Task brief —
In the records below, find each line holding the word "lion" and copy it.

▬▬▬

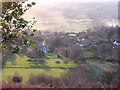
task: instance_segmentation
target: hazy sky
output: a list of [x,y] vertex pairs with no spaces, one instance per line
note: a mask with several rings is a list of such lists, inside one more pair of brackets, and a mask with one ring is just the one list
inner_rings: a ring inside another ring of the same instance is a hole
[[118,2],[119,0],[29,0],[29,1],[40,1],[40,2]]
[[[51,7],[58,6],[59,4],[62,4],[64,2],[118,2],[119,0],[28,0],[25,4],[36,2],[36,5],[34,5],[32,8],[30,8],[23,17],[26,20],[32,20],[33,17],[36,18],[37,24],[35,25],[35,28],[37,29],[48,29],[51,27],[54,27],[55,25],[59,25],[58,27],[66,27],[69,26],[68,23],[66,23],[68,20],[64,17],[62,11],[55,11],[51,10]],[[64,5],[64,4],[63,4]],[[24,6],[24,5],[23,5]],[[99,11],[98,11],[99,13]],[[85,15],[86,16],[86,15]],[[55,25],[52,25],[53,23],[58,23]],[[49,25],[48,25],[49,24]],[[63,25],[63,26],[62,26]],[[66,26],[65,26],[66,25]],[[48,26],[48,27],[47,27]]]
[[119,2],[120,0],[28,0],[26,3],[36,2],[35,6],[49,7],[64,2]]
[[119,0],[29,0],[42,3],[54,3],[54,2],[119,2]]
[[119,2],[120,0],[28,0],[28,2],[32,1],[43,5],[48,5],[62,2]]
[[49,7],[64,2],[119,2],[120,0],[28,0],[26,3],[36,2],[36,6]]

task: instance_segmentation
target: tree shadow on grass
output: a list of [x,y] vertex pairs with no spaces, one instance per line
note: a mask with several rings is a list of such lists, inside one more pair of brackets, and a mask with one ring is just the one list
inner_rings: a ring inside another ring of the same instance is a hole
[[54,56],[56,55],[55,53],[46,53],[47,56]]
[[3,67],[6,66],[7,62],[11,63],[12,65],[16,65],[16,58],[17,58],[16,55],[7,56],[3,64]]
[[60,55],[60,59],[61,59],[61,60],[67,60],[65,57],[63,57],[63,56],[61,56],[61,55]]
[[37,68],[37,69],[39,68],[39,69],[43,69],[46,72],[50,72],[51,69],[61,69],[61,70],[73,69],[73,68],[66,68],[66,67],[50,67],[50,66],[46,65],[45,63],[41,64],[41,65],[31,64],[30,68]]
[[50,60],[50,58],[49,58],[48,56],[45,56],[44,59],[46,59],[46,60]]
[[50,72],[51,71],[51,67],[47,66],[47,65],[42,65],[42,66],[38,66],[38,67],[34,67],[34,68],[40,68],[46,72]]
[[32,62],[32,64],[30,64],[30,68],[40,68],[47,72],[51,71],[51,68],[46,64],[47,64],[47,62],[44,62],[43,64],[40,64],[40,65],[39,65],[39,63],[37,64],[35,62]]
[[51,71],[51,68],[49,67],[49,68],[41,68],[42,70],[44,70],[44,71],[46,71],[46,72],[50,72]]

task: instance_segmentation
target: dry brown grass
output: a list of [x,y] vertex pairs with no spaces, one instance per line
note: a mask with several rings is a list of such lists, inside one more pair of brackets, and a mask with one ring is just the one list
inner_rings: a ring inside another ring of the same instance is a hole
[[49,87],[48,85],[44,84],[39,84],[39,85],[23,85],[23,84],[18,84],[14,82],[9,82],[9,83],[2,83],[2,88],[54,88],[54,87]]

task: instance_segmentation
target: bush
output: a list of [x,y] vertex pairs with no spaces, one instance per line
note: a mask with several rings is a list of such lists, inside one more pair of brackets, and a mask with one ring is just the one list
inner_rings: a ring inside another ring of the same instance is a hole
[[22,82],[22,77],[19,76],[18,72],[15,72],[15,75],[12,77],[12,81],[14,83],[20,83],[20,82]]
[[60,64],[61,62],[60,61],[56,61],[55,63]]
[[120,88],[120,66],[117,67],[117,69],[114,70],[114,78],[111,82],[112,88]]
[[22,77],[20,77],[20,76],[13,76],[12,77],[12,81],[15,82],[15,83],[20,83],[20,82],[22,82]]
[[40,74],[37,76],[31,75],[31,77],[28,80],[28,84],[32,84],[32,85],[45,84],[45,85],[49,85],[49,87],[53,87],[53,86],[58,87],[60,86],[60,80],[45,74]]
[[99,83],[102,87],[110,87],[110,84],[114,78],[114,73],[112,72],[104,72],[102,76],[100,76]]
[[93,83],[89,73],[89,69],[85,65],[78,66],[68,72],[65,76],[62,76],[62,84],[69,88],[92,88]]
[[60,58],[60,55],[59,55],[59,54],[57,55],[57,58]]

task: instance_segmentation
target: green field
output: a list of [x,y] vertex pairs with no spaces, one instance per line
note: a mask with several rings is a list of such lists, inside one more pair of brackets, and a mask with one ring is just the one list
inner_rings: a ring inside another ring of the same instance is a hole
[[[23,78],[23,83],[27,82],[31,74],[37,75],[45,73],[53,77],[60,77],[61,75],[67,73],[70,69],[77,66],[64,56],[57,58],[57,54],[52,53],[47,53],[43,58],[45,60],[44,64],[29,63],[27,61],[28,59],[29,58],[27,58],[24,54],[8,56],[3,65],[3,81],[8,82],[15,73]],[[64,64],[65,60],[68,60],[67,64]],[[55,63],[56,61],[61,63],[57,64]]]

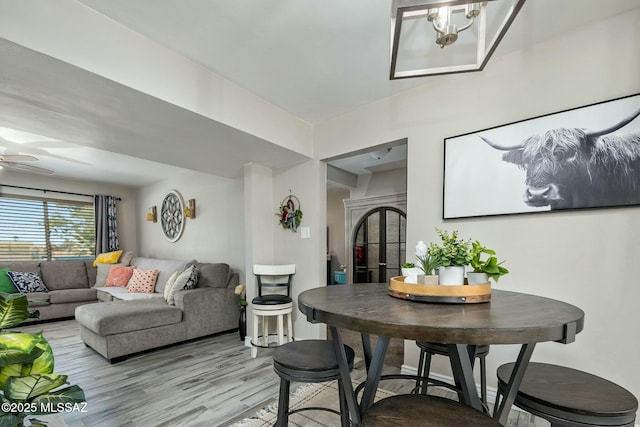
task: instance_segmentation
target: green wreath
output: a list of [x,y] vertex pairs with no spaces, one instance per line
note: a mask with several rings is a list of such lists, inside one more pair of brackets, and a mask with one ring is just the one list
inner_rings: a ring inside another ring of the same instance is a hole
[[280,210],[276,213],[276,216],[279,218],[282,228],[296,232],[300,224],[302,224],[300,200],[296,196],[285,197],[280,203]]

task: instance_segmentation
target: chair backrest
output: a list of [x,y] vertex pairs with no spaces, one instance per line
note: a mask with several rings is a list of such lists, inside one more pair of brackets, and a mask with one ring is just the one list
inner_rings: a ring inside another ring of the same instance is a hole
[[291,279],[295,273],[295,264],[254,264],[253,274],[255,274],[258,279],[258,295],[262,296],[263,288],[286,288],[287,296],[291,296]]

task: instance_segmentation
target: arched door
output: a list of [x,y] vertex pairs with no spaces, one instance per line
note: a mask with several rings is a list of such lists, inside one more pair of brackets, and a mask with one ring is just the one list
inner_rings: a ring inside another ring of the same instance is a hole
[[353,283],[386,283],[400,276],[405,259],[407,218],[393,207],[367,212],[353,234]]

▬▬▬

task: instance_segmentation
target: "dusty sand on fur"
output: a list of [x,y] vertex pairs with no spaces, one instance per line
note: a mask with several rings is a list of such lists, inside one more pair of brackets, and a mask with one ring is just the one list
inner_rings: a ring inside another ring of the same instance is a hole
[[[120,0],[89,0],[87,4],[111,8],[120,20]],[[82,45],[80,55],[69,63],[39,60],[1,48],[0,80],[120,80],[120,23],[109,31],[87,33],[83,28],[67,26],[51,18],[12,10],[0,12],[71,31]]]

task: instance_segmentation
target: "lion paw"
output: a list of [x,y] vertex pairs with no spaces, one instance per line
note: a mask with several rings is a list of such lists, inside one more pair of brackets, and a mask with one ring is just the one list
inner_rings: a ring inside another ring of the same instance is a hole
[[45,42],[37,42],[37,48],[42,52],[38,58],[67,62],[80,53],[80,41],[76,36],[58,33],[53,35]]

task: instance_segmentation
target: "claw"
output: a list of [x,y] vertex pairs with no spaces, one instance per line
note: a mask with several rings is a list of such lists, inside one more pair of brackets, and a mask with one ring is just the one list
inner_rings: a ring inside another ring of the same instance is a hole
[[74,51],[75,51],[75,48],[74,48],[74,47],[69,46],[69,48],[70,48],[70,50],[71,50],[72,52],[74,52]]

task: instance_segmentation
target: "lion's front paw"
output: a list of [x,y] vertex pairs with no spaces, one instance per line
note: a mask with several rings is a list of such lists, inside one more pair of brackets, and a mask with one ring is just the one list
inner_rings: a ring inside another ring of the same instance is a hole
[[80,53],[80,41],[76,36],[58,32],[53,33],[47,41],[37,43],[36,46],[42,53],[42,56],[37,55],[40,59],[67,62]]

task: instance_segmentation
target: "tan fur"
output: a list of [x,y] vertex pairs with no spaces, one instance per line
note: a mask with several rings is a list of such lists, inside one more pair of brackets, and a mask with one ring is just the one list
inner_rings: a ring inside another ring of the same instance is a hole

▬▬▬

Answer to this problem —
target: "lion paw"
target: "lion's front paw"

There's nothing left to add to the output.